▸ TEKSTFRAGMENT:
Het is een ‘gouden regel’ dat je met opleren begint als de jongen ongeveer 100 dagen zijn. Hoe te werk te gaan hangt af van de situatie. Trainen jongen aan huis spontaan en langdurig dan mag je wat resoluter zijn en grotere sprongen maken. Trainen ze amper? Dan begin je best kort bij huis en ga je zeer geleidelijk verder. Als jongen slecht naar huis komen hoor je soms ‘die hebben veel geleerd’. NIETS hebben ze geleerd. Met zulke moet je de afstanden pas vergroten als ze recht naar huis gaan.

▸ WAT WORDT GEVRAAGD:
[1] Beantwoord de volgende vragen over de tekst over het opleren van jongen.
(a) Op welke leeftijd van de jongen begint men volgens de ‘gouden regel’ met opleren?
(b) Hoe gaat men te werk met jongen die amper trainen?
(c) Wanneer mag men de afstanden vergroten bij jongen die slecht naar huis komen?
[2] Zet de tekst over het opleren van jongen voort na de laatste zin.
De gegevens spelen hierbij geen enkele rol.

▸ FRAGMENTEN UIT GEGEVENS:
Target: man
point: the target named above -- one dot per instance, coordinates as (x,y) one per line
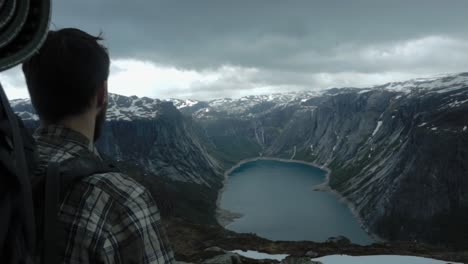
(107,217)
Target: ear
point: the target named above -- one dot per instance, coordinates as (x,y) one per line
(102,95)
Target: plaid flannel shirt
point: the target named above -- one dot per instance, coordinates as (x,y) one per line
(108,218)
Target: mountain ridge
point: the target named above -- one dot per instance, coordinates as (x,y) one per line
(389,147)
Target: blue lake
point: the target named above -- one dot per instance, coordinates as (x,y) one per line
(277,201)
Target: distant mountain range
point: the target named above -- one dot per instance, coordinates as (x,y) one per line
(398,152)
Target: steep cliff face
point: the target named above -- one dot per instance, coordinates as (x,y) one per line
(162,141)
(398,152)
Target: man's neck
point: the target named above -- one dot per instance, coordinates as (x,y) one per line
(83,124)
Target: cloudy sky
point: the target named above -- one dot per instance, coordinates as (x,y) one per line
(207,49)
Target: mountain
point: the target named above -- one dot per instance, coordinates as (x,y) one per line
(397,152)
(154,142)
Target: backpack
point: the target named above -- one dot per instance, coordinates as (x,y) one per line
(19,221)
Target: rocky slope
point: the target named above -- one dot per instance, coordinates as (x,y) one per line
(398,152)
(154,135)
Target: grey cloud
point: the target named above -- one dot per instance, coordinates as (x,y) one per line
(265,34)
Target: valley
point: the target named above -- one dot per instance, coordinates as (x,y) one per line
(397,152)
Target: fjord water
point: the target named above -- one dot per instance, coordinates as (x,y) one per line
(277,201)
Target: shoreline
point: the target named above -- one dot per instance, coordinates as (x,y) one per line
(225,217)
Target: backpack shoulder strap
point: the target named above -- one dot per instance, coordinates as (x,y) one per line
(60,177)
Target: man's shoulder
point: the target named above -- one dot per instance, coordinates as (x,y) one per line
(119,186)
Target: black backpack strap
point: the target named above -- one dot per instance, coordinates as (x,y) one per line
(60,178)
(23,205)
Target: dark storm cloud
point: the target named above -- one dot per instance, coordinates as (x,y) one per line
(293,36)
(205,49)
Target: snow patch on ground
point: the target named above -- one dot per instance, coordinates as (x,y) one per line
(382,259)
(259,255)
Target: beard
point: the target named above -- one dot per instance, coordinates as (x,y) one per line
(99,124)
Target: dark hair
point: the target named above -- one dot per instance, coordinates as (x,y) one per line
(66,73)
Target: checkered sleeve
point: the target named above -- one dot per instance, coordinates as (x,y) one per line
(117,221)
(136,234)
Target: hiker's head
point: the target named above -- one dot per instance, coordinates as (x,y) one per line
(68,76)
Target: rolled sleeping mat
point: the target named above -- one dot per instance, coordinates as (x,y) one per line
(23,29)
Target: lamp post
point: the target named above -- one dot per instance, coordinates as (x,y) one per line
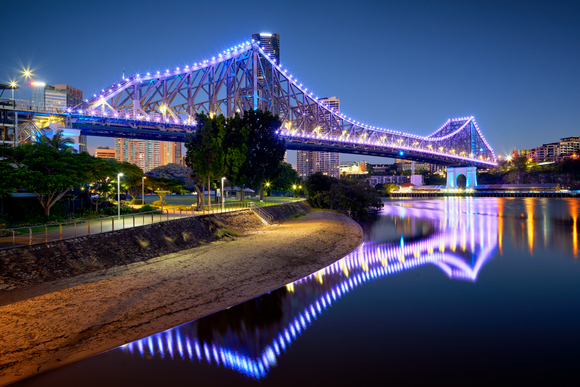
(223,197)
(43,85)
(13,86)
(143,191)
(119,195)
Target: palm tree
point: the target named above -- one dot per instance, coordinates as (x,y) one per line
(58,141)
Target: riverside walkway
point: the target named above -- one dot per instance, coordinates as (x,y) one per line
(25,236)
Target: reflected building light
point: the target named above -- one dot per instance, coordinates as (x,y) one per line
(314,294)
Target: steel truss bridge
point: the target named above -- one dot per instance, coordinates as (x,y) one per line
(163,105)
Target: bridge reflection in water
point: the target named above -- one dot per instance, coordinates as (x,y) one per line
(250,337)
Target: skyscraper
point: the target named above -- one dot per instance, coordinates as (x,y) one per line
(310,162)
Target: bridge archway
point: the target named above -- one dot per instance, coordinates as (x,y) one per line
(454,173)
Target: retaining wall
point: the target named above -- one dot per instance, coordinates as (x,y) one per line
(286,211)
(27,265)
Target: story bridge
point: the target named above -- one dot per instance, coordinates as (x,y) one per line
(163,105)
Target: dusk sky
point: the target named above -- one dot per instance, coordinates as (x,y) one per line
(405,65)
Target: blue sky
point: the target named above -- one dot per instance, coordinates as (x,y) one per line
(405,65)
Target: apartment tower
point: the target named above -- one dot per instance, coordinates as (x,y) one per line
(310,162)
(147,154)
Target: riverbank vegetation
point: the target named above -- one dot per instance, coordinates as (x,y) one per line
(244,149)
(521,170)
(356,197)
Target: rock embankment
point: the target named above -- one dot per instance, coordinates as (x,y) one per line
(54,323)
(27,265)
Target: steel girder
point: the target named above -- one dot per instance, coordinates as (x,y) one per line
(245,77)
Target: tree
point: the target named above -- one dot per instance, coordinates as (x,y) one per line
(176,172)
(265,149)
(355,196)
(217,149)
(205,152)
(317,183)
(160,183)
(284,177)
(132,177)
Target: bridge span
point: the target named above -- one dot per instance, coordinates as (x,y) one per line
(163,105)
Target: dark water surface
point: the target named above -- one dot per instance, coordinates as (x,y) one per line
(456,291)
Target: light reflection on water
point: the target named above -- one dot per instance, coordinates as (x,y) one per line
(465,235)
(459,236)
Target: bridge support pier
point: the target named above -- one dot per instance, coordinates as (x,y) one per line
(470,174)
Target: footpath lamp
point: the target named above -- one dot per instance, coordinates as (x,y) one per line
(13,86)
(223,197)
(119,195)
(43,85)
(143,191)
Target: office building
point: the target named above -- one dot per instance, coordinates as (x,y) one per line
(353,168)
(570,146)
(57,98)
(103,152)
(147,154)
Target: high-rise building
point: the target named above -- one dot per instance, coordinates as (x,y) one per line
(270,43)
(147,154)
(570,146)
(103,152)
(310,162)
(57,98)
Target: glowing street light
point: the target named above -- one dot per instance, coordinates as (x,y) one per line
(119,195)
(43,85)
(223,197)
(143,191)
(13,85)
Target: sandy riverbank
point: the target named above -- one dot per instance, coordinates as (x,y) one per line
(60,322)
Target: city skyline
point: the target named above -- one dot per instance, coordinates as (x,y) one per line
(510,66)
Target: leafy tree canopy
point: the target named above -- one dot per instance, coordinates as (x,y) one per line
(48,172)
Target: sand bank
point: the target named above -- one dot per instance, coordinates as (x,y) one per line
(56,323)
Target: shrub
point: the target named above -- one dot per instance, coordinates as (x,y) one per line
(111,211)
(147,208)
(354,196)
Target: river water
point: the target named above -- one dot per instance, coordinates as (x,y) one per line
(454,291)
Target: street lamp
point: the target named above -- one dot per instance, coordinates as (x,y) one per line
(43,85)
(119,195)
(13,85)
(143,191)
(223,197)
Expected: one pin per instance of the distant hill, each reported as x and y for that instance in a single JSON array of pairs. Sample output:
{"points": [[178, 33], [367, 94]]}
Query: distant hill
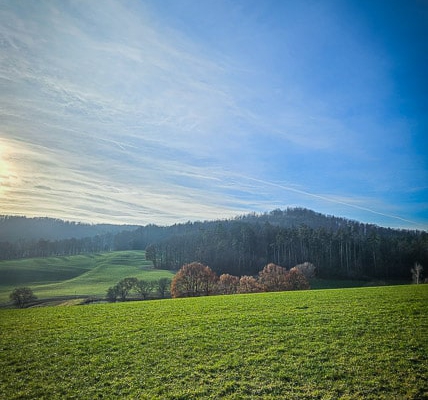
{"points": [[14, 229], [338, 247]]}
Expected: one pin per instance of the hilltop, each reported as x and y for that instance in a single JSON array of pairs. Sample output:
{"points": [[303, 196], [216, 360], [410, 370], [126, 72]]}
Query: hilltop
{"points": [[338, 247]]}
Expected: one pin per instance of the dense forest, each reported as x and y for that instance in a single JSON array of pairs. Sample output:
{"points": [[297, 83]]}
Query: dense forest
{"points": [[242, 246]]}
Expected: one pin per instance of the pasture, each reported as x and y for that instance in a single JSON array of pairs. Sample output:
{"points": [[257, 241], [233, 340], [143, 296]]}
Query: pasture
{"points": [[82, 275], [369, 343]]}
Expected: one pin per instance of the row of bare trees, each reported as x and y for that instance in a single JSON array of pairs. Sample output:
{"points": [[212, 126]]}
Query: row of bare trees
{"points": [[197, 279]]}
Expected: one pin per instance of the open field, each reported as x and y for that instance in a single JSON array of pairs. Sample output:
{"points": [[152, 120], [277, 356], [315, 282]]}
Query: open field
{"points": [[369, 343], [83, 275]]}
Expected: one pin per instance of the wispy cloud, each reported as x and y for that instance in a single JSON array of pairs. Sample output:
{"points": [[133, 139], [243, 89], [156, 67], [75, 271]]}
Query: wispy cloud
{"points": [[111, 114]]}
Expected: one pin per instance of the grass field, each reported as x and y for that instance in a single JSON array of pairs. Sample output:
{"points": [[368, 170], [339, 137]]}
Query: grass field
{"points": [[359, 343], [83, 275]]}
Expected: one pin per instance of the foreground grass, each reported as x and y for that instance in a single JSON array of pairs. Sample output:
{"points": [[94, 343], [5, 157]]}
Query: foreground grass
{"points": [[366, 343], [82, 275]]}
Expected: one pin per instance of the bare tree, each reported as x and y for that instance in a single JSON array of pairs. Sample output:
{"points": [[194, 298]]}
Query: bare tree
{"points": [[249, 284], [272, 278], [228, 284], [194, 279], [143, 288], [417, 273]]}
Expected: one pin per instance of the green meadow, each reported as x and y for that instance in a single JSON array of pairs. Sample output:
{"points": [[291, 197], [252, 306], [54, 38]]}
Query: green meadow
{"points": [[356, 343], [82, 275]]}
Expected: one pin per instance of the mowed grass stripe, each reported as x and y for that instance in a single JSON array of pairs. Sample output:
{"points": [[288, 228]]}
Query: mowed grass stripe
{"points": [[86, 275], [366, 343]]}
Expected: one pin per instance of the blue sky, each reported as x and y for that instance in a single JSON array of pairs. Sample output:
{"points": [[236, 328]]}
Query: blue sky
{"points": [[166, 111]]}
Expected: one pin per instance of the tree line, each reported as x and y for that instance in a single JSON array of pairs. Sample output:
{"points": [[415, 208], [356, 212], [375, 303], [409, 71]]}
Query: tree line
{"points": [[196, 279], [352, 251], [338, 247]]}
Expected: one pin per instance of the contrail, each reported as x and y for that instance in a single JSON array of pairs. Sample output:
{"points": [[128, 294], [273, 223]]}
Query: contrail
{"points": [[317, 196]]}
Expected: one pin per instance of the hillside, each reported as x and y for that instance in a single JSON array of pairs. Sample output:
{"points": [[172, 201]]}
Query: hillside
{"points": [[83, 275], [338, 247], [366, 343]]}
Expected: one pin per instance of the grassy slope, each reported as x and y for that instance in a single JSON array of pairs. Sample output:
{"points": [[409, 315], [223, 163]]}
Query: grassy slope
{"points": [[75, 275], [369, 343]]}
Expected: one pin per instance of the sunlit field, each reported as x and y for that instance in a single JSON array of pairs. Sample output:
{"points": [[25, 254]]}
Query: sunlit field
{"points": [[369, 343], [82, 275]]}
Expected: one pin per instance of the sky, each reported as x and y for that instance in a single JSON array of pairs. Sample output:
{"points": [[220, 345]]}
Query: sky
{"points": [[167, 111]]}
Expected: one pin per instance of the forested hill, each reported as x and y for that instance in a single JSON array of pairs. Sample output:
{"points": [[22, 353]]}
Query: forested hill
{"points": [[244, 245], [15, 228]]}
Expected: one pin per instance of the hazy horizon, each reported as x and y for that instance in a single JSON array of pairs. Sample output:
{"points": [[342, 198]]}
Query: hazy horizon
{"points": [[139, 112]]}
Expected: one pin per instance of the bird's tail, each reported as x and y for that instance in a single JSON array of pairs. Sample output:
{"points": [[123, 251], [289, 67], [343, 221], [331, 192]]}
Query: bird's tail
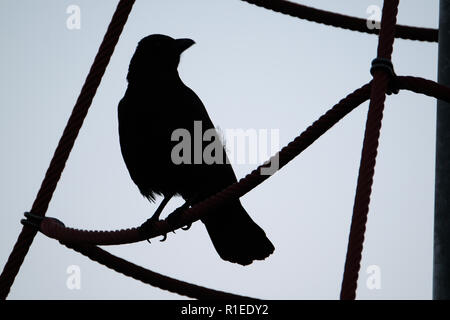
{"points": [[235, 236]]}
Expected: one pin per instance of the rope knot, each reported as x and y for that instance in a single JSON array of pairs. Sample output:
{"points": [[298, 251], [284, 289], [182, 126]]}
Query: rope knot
{"points": [[387, 66]]}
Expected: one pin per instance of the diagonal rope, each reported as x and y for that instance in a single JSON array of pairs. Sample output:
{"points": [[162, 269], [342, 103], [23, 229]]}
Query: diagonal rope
{"points": [[53, 228], [377, 88], [152, 278], [342, 21], [369, 153], [66, 143]]}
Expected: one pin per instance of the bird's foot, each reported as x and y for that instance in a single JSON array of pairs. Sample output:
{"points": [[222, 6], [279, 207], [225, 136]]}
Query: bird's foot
{"points": [[174, 216], [148, 227]]}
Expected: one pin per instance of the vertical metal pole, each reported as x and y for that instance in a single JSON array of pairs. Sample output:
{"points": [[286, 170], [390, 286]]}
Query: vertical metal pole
{"points": [[441, 265]]}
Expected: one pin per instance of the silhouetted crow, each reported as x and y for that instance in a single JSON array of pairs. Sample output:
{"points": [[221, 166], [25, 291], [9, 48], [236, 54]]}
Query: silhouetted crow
{"points": [[155, 104]]}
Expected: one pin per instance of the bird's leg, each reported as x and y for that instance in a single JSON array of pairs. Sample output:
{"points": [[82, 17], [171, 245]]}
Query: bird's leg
{"points": [[185, 206], [147, 225]]}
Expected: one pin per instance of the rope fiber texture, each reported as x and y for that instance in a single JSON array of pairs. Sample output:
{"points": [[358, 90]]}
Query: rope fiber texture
{"points": [[84, 241]]}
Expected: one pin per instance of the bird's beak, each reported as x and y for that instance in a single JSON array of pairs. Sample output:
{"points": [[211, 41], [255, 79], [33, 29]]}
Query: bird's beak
{"points": [[183, 44]]}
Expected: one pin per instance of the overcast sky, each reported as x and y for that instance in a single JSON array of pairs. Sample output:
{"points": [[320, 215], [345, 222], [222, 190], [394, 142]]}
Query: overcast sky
{"points": [[252, 68]]}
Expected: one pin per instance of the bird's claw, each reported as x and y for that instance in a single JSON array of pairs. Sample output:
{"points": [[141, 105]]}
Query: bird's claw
{"points": [[186, 227]]}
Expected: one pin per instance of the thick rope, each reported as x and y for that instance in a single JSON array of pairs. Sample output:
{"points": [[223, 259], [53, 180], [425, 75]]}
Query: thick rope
{"points": [[55, 229], [365, 178], [369, 153], [152, 278], [66, 143], [342, 21]]}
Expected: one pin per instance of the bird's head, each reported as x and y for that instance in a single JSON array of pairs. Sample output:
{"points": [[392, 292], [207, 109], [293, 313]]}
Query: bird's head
{"points": [[157, 53]]}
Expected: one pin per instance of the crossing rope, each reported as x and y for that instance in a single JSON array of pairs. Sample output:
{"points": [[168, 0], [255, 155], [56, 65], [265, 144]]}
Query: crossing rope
{"points": [[384, 81]]}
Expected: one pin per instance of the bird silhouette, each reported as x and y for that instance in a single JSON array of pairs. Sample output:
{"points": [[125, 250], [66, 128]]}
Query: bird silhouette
{"points": [[155, 104]]}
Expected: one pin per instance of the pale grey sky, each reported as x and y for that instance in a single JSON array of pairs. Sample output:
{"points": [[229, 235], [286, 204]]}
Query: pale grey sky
{"points": [[253, 69]]}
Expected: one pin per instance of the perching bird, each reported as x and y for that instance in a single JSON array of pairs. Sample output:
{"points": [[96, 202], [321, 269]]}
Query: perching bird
{"points": [[155, 104]]}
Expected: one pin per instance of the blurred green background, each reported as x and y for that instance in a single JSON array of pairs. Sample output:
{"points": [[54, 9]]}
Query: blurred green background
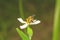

▸ UITGEWERKTE OPDRACHTEN:
[1]
(a) Wanneer de jongen ongeveer 100 dagen oud zijn.
(b) Men begint kort bij huis en gaat zeer geleidelijk verder.
(c) Pas wanneer ze recht naar huis gaan.

[2]
 VOEREN

Voor druk bezette baasjes goed te weten dat een maal daags voeren best kan. De Bruijn doet dat met name. De eerste 100 levensdagen mogen jongen ruim en wat ‘zwaarder’ gevoerd worden. In de week van licht naar zwaar overschakelen is af te raden. Het belast de ingewanden te zeer wat je moet vermijden omdat Adeno/Coli altijd op de loer ligt. En bijproducten dan? Van kampioenen hoor je steeds meer: ‘Van alles geprobeerd, maar overal van af gestapt. Het bracht niets.’ Ook dierenarts Marien gelooft er niet in. Grit en mineralenpoeder volstaan. Biergist en/of naturaline mag.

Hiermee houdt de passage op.